BRIEF 1: In the article about Michael J. Fox and Parkinson's, what age does Fox give when he explains why he doesn't expect a cure in his lifetime?
BRIEF 2: Continue the article about Michael J. Fox and Parkinson's from where it stops.

TEXT EXCERPT:
Michael J. Fox believes he won’t see the cure for Parkinson’s in his lifetime and he says he has come to terms with it.
The actor spoke to AARP in a candid interview about his disease, his future and his unending optimism.
Opening up about his disease, he said, “I’m really blunt with people about cures. When they ask me if I will be relieved of Parkinson’s in my lifetime, I say, ‘I’m 60 years old, and science is hard. So, no.’”
Despite his belief, Fox still has a positive outlook towards how to live with his condition.
“Some days are a struggle. Some days are more difficult than others. But the disease is this thing that’s attached to my life — it isn’t the driver,” he explained.
The star acknowledged that he was a position of privilege compared to other people, and said, “And because I have assets, I have access to things others don’t. I wouldn’t begin to compare my experience to that of a working guy who gets Parkinson’s and has to quit his job and find a new way to live. So, I’m really lucky.”
There are some misconceptions about Parkinson’s that Fox wanted to clear up.

SOURCE MATERIAL:

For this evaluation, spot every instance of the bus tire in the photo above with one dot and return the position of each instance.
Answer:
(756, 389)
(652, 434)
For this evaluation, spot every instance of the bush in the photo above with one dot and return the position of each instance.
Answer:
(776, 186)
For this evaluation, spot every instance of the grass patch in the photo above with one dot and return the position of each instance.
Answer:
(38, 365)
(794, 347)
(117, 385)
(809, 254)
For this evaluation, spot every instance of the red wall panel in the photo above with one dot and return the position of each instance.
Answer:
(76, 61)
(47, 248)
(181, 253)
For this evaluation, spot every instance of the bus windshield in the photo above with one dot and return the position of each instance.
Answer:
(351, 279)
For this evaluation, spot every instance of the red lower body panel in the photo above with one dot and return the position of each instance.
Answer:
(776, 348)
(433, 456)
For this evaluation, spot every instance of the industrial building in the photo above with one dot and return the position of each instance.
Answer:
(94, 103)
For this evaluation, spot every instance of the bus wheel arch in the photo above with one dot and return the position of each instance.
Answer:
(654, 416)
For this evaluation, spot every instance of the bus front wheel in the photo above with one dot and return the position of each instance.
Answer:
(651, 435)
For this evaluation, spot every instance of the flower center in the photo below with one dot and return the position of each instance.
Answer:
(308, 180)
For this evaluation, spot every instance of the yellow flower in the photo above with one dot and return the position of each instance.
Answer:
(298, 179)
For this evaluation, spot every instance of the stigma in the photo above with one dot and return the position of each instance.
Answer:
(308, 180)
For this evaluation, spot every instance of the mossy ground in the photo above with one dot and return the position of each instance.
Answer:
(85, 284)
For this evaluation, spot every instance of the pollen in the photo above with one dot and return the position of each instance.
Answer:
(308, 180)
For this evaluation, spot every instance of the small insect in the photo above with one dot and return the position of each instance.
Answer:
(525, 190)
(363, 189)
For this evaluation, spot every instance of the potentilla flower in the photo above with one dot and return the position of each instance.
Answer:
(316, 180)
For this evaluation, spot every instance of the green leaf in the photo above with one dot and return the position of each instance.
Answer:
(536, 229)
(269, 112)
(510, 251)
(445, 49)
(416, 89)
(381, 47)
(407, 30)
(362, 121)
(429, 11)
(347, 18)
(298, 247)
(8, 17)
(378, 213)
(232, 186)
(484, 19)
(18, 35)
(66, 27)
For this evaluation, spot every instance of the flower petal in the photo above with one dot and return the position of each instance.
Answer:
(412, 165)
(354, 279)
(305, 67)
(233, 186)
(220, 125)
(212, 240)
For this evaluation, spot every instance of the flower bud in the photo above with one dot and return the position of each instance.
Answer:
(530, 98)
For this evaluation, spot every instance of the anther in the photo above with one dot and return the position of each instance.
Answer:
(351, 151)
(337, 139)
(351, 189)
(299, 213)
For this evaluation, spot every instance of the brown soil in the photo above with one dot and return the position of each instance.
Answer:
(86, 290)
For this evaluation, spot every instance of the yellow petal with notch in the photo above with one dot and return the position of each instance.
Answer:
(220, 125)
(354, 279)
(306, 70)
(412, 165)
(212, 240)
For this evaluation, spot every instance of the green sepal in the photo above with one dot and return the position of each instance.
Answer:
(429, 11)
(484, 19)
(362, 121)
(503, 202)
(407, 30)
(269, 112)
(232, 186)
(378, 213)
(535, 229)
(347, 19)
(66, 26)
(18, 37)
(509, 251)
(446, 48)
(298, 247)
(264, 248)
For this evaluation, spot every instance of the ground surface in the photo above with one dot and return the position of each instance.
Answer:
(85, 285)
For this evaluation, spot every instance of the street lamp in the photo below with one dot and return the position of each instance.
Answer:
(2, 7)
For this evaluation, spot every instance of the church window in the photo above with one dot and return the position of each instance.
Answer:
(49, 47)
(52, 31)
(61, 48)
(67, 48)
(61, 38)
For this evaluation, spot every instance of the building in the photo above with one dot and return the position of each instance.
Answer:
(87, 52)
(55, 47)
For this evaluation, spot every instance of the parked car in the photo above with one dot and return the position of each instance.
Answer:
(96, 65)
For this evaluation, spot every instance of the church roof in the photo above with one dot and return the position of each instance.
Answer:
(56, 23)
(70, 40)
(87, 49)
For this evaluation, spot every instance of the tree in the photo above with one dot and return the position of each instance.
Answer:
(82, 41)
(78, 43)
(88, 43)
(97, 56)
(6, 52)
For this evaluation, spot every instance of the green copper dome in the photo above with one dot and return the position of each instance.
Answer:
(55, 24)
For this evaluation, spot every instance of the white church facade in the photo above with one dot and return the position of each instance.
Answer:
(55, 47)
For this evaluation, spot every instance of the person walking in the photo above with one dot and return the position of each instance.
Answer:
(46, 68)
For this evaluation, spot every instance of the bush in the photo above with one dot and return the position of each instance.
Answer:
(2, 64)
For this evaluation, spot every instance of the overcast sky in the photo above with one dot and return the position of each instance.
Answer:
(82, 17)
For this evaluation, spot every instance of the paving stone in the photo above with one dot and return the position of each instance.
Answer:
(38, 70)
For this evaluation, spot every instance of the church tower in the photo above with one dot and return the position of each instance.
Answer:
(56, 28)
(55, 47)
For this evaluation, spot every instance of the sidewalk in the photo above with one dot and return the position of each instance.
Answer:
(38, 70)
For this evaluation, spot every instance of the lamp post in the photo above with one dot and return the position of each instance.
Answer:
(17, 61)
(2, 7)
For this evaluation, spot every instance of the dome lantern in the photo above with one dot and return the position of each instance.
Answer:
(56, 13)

EXPECTED OUTPUT 1: 60 years old.

EXPECTED OUTPUT 2:
“People often think of Parkinson’s as a visual thing, but the visuals of it are nothing. On any given day, my hands could be barely shaking or they could be…” he made wild hand gestures in demonstration. “It’s what you can’t see — the lack of an inner gyroscope, of a sense of balance, of peripheral perception. I mean, I’m sailing a ship on stormy seas on the brightest of days.”
The star has dealt with stormy days, going through a “darkness” of his own.
In 2018, he came home from a procedure to remove a tumour from his spine only to fall and shatter his left arm. He had advice for anyone stuck in that dark place: “And if you don’t think you have anything to be grateful for, keep looking. Because you don’t just receive optimism. You can’t wait for things to be great and then be grateful for that. You’ve got to behave in a way that promotes that.”
The “Back to the Future” actor founded the Michael J. Fox Foundation for Parkinson’s Research in 2000 and has since raised $1 billion dollars for research into the disease.
The 60-year-old star is also the recipient of the 2022 AARP Purpose Prize.